ARTICLE start

If you need to troubleshoot it, log into your node and run

# journalctl -b _EXE=/usr/bin/coreos-cloudinit.

If you make any change after the initial node setup, you can re-run it

# sudo coreos-cloudinit --from-file <USER-DATA-PATH>

Ignition

If you prefer to use the latest tooling instead, called Ignition, it’s documented over here. It runs earlier in the boot process, once in the initramfs when coreos.first_boot=1, it could then do more then it’s counterpart, like disk partitionning and network config for example.

Ignition is being actively developed, consult the list of supported platforms to see if your platform is supported.

Cloud-config uses YAML while Ignition Config is using JSON. But CoreOS provides a Config transpiler (ct) to simplify the process of writting such a configuration file in YAML instead, now called the Container Linux Config, which is a more human readable format then JSON.

Here is an example of such a Container Linux Config file for Packet bare metal cloud

systemd:
  units:
    - name: etcd2.service
      enable: true
      dropins:
        - name: metadata.conf
          contents: |
            [Unit]
            Requires=coreos-metadata.service
            After=coreos-metadata.service

            [Service]
            EnvironmentFile=/run/metadata/coreos
            ExecStart=\nExecStart=/usr/bin/etcd2 \
                --advertise-client-urls=http://${COREOS_PACKET_IPV4_PRIVATE_0}:2379 \
                --initial-advertise-peer-urls=http://${COREOS_PACKET_IPV4_PRIVATE_0}:2380 \
                --listen-client-urls=http://0.0.0.0:2379 \
                --listen-peer-urls=http://${COREOS_PACKET_IPV4_PRIVATE_0}:2380 \
                --discovery=https://discovery.etcd.io/<token>

Such a YAML file cannot use variables, instead you can specify systemd unit file which leverage an Environment file populated by coreos-metadata which fetches information about the machine from the hypervisor or cloud provider. This is currently compatible with Azure, DigitalOcean, Amazon ec2, Google Compute Engine and Packet.

ARTICLE end
INFORMATION SUPPLIED start

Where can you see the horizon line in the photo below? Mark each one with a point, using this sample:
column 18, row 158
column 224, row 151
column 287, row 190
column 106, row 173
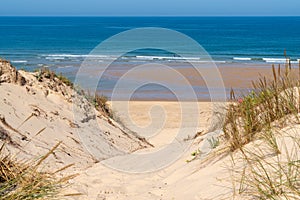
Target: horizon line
column 149, row 15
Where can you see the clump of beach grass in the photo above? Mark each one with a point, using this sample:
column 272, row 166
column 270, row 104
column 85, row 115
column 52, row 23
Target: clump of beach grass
column 48, row 74
column 22, row 180
column 269, row 166
column 271, row 100
column 263, row 172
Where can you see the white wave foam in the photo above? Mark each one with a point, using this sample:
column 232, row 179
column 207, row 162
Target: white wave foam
column 19, row 61
column 239, row 58
column 62, row 56
column 274, row 60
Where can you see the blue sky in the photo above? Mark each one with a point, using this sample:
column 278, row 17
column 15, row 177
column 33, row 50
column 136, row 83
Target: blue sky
column 150, row 7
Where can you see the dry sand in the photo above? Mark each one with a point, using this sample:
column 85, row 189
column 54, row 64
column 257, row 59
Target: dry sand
column 37, row 115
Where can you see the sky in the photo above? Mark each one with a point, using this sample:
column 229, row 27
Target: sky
column 150, row 8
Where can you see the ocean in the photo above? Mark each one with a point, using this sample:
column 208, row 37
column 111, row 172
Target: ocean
column 62, row 43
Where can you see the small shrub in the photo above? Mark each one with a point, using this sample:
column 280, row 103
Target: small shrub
column 24, row 180
column 270, row 100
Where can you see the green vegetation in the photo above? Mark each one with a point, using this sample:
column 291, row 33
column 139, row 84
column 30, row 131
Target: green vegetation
column 24, row 180
column 48, row 74
column 270, row 101
column 269, row 167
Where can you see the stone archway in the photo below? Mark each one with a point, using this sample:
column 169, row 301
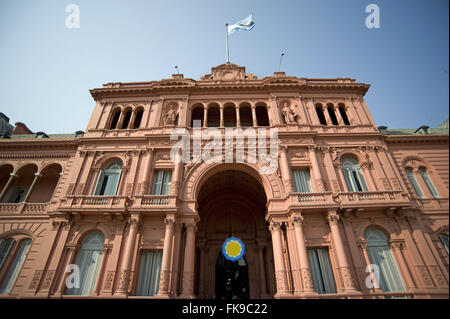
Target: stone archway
column 232, row 201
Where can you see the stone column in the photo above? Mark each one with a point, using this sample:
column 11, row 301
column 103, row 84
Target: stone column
column 125, row 272
column 397, row 248
column 319, row 182
column 33, row 185
column 371, row 274
column 305, row 269
column 285, row 170
column 205, row 117
column 255, row 119
column 238, row 117
column 101, row 271
column 343, row 265
column 262, row 272
column 330, row 169
column 70, row 253
column 189, row 261
column 280, row 267
column 146, row 173
column 175, row 185
column 221, row 116
column 8, row 184
column 163, row 290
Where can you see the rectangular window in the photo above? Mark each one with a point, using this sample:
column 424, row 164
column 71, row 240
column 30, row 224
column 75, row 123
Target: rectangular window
column 429, row 183
column 149, row 272
column 302, row 181
column 444, row 240
column 17, row 195
column 322, row 274
column 414, row 183
column 161, row 182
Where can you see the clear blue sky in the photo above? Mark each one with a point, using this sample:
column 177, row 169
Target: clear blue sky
column 46, row 69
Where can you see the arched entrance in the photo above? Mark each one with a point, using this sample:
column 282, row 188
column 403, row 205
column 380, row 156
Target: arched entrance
column 231, row 279
column 233, row 203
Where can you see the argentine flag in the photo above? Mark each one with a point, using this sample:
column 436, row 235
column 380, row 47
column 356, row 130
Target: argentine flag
column 246, row 24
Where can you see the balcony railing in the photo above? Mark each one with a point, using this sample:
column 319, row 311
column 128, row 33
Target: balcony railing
column 312, row 200
column 154, row 200
column 377, row 198
column 22, row 208
column 93, row 201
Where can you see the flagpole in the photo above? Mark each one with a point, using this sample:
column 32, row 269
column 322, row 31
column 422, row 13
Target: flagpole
column 228, row 51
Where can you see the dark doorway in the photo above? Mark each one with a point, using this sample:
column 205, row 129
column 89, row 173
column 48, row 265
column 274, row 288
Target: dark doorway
column 231, row 279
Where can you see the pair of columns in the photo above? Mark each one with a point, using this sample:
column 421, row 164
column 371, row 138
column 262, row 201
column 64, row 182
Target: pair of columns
column 343, row 264
column 37, row 176
column 187, row 290
column 319, row 182
column 164, row 290
column 238, row 116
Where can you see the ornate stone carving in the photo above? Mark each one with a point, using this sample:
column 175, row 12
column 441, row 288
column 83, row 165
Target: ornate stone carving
column 438, row 276
column 164, row 281
column 171, row 115
column 36, row 277
column 425, row 275
column 48, row 279
column 281, row 280
column 289, row 115
column 125, row 279
column 307, row 279
column 109, row 280
column 345, row 275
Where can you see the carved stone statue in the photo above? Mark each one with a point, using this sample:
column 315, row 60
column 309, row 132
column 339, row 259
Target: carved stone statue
column 171, row 116
column 288, row 114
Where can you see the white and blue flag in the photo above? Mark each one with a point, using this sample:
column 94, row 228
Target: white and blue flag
column 246, row 24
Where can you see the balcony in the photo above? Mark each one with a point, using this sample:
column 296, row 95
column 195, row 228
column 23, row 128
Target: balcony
column 23, row 208
column 312, row 200
column 92, row 202
column 433, row 203
column 378, row 199
column 154, row 202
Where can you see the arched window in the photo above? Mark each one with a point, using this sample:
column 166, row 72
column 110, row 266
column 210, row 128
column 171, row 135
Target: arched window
column 88, row 261
column 5, row 248
column 214, row 116
column 115, row 119
column 380, row 254
column 229, row 115
column 149, row 273
column 415, row 184
column 302, row 180
column 126, row 119
column 16, row 266
column 426, row 177
column 262, row 118
column 108, row 179
column 344, row 115
column 320, row 115
column 245, row 115
column 443, row 238
column 321, row 272
column 353, row 176
column 197, row 115
column 332, row 114
column 138, row 119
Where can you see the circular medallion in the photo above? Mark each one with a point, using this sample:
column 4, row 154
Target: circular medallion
column 233, row 249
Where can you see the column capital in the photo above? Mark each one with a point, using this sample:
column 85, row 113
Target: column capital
column 190, row 227
column 170, row 222
column 274, row 226
column 297, row 220
column 333, row 219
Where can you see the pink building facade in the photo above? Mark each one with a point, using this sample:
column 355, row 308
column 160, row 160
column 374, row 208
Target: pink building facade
column 349, row 205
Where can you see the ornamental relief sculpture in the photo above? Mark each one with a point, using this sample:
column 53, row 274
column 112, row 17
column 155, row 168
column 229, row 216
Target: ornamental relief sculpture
column 289, row 113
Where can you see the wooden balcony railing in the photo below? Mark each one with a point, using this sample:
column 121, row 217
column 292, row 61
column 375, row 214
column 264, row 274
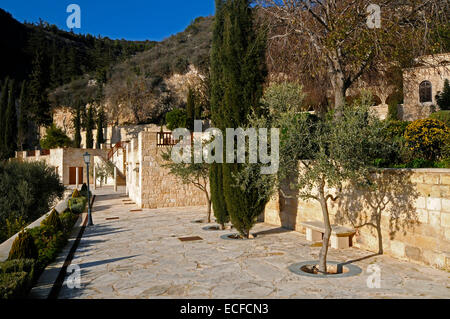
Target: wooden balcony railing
column 165, row 139
column 115, row 149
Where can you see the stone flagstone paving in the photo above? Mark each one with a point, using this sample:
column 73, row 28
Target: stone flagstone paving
column 139, row 255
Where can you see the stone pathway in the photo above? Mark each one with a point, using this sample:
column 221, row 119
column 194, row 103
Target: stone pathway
column 140, row 256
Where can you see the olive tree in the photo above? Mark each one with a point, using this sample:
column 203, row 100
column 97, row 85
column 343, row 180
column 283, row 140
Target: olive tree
column 328, row 154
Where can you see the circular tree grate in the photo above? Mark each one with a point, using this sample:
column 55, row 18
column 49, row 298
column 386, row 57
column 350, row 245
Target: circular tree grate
column 336, row 269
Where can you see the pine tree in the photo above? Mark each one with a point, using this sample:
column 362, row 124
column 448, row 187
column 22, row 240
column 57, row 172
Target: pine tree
column 10, row 123
column 215, row 178
column 89, row 128
column 243, row 77
column 77, row 125
column 23, row 117
column 39, row 103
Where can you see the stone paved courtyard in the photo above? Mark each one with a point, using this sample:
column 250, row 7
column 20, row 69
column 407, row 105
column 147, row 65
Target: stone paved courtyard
column 140, row 256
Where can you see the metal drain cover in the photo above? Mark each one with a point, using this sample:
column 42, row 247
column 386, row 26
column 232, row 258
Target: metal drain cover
column 195, row 238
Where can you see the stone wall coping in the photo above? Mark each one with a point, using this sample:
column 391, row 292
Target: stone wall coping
column 420, row 170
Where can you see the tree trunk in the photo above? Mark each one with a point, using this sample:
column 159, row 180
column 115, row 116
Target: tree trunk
column 339, row 86
column 327, row 234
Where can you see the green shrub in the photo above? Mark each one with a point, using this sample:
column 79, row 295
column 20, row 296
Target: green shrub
column 427, row 138
column 49, row 243
column 396, row 129
column 68, row 220
column 53, row 220
column 16, row 278
column 77, row 205
column 443, row 116
column 27, row 191
column 14, row 285
column 23, row 247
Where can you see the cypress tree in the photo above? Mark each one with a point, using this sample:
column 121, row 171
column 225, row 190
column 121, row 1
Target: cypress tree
column 100, row 126
column 243, row 78
column 3, row 107
column 215, row 178
column 89, row 127
column 190, row 109
column 77, row 125
column 23, row 118
column 39, row 103
column 10, row 123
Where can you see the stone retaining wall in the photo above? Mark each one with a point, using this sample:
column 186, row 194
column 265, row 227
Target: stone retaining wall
column 414, row 211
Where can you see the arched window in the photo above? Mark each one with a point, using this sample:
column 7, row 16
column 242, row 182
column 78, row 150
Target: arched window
column 425, row 92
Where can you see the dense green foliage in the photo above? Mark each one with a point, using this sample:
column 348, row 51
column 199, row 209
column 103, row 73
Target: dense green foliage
column 332, row 152
column 77, row 125
column 217, row 87
column 443, row 98
column 195, row 174
column 443, row 116
column 23, row 247
column 238, row 73
column 46, row 58
column 77, row 205
column 53, row 221
column 55, row 138
column 89, row 127
column 18, row 274
column 176, row 119
column 27, row 191
column 16, row 278
column 66, row 55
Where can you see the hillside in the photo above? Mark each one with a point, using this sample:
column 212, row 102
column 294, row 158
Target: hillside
column 145, row 86
column 66, row 55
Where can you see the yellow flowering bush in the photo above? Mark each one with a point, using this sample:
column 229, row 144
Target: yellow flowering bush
column 427, row 138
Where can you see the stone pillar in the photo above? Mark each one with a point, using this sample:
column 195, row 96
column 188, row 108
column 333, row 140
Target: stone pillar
column 115, row 179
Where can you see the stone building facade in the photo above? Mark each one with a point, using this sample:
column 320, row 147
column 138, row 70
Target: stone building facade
column 421, row 85
column 67, row 162
column 414, row 206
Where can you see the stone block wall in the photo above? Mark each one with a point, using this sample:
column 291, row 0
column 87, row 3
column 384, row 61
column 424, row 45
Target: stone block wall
column 413, row 207
column 64, row 158
column 151, row 185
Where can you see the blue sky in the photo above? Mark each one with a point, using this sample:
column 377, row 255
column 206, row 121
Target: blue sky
column 130, row 19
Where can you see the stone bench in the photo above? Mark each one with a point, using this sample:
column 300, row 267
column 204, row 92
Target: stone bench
column 341, row 237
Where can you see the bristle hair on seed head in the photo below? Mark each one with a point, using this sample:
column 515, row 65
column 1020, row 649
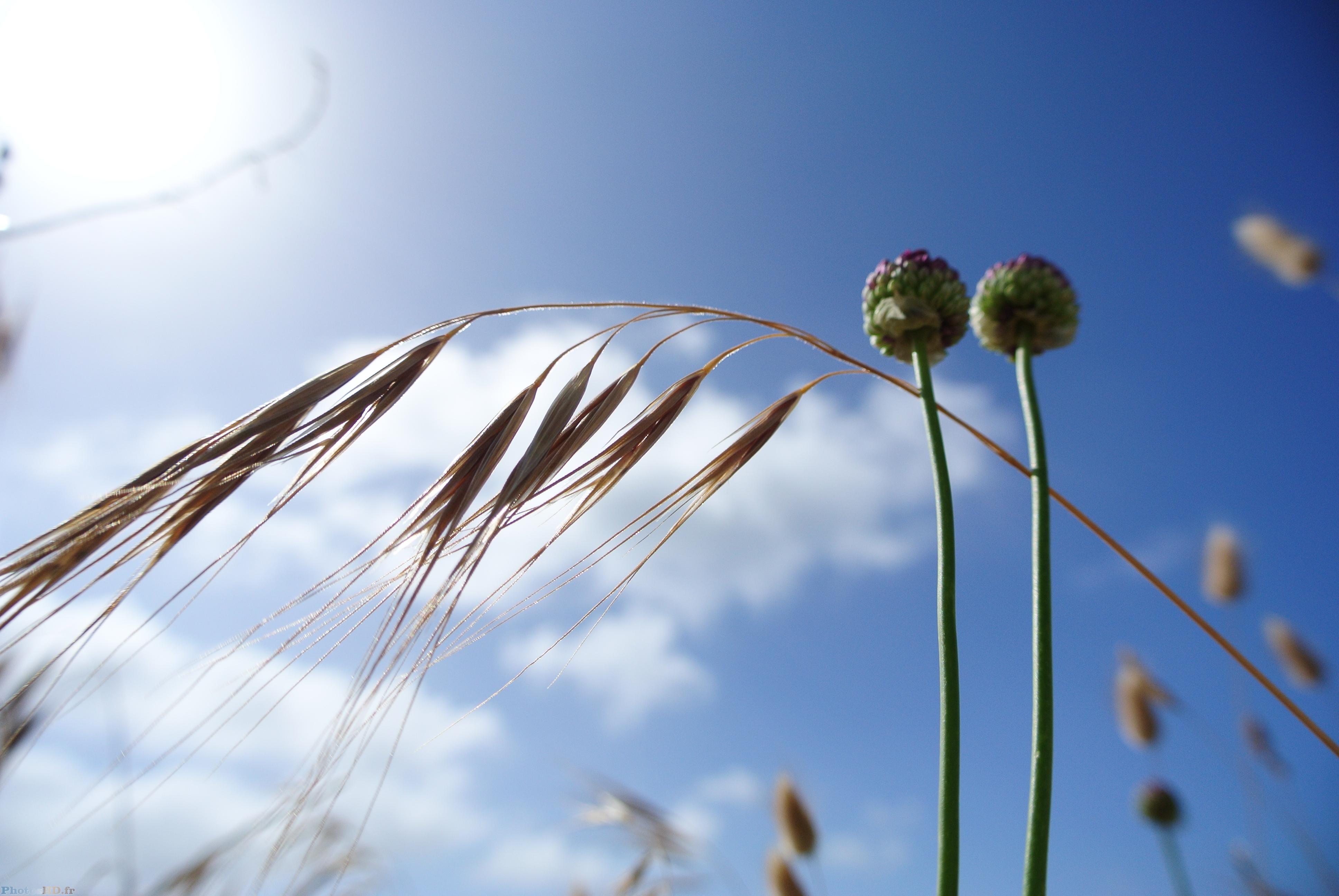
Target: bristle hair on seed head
column 1302, row 663
column 1224, row 567
column 781, row 879
column 793, row 820
column 1135, row 715
column 1293, row 258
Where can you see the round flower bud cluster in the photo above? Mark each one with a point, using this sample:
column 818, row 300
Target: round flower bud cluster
column 915, row 295
column 1025, row 294
column 1156, row 803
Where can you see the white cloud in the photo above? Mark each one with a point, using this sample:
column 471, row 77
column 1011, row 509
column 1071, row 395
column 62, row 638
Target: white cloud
column 215, row 780
column 631, row 665
column 544, row 862
column 880, row 843
column 843, row 487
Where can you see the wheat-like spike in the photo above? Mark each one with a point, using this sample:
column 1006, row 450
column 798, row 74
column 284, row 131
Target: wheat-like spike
column 153, row 512
column 634, row 876
column 1294, row 259
column 1224, row 567
column 1302, row 663
column 781, row 880
column 1135, row 697
column 793, row 820
column 1258, row 740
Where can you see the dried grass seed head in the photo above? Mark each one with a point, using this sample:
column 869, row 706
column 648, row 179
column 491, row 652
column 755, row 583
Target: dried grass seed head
column 1135, row 713
column 1262, row 745
column 1025, row 295
column 915, row 295
column 781, row 879
column 793, row 820
column 1302, row 663
column 1224, row 567
column 1293, row 258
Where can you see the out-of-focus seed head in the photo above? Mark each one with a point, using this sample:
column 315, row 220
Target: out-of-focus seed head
column 1294, row 259
column 1302, row 663
column 1262, row 745
column 781, row 880
column 1025, row 294
column 1136, row 692
column 793, row 820
column 1155, row 801
column 916, row 294
column 1224, row 567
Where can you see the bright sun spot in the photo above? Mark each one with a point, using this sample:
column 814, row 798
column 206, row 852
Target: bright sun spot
column 108, row 90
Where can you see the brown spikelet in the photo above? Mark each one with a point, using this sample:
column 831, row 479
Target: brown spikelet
column 1224, row 568
column 781, row 880
column 1262, row 745
column 1302, row 663
column 1144, row 680
column 1135, row 715
column 793, row 821
column 1294, row 259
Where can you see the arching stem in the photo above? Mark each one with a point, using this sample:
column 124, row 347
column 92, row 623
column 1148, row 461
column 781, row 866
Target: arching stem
column 1176, row 866
column 1044, row 696
column 950, row 725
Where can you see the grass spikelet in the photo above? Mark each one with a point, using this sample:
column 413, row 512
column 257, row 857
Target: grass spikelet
column 793, row 820
column 632, row 879
column 1136, row 693
column 1224, row 567
column 1302, row 663
column 1258, row 740
column 1294, row 259
column 781, row 879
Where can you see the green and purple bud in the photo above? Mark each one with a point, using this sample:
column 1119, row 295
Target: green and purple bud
column 1025, row 294
column 1156, row 803
column 915, row 295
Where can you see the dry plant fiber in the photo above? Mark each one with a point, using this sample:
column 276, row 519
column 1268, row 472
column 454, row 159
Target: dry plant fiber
column 793, row 820
column 1294, row 259
column 781, row 880
column 1135, row 696
column 1302, row 663
column 1224, row 567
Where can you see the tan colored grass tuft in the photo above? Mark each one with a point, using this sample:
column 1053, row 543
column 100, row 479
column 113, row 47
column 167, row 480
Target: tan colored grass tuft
column 1258, row 740
column 1302, row 663
column 781, row 879
column 1294, row 259
column 1224, row 567
column 793, row 820
column 1136, row 696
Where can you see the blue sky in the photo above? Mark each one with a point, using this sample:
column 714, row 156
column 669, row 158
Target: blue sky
column 761, row 159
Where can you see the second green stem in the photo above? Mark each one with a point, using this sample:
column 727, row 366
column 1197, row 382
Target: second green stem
column 1044, row 694
column 950, row 725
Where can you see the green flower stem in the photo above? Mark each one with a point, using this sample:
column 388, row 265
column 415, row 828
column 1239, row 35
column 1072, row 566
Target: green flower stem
column 950, row 724
column 1044, row 694
column 1176, row 867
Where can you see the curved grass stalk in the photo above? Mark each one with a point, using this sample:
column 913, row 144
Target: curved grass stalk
column 1044, row 683
column 950, row 721
column 318, row 421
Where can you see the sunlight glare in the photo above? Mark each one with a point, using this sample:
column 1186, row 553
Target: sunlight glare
column 109, row 92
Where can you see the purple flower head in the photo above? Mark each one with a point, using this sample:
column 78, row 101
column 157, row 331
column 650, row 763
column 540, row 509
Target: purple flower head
column 923, row 259
column 1025, row 298
column 918, row 297
column 1029, row 262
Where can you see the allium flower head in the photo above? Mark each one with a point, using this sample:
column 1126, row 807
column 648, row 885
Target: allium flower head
column 916, row 294
column 1025, row 292
column 1156, row 803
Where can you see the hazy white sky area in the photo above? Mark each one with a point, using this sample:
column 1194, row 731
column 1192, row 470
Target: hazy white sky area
column 757, row 159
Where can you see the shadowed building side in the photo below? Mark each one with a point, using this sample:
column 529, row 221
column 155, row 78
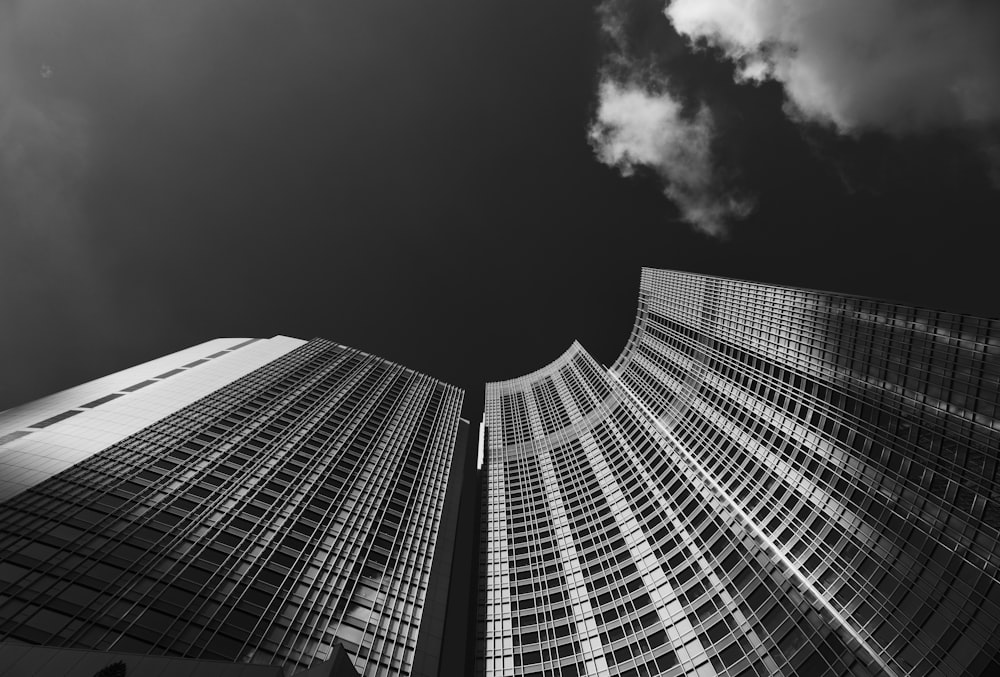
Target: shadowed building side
column 768, row 481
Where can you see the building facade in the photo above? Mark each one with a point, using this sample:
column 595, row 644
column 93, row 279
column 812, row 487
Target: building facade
column 264, row 502
column 767, row 481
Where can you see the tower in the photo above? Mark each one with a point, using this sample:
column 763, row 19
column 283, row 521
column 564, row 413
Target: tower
column 272, row 503
column 767, row 481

INFORMATION SUPPLIED end

TASK PROMPT — Summarize the CoreOS configuration text above in three sentences.

WRITTEN ANSWER — Troubleshooting coreos-cloudinit means running journalctl on the node, and after changing the initial setup you can re-run it against a user-data file. Ignition, the newer tool, runs earlier in boot from the initramfs on first boot, so it can handle tasks such as disk partitioning and network configuration, though only on supported platforms. Ignition configs are JSON, but the config transpiler lets you write a YAML Container Linux Config instead, which cannot use variables but can rely on systemd units reading an environment file that coreos-metadata fills with machine information from the hypervisor or cloud provider.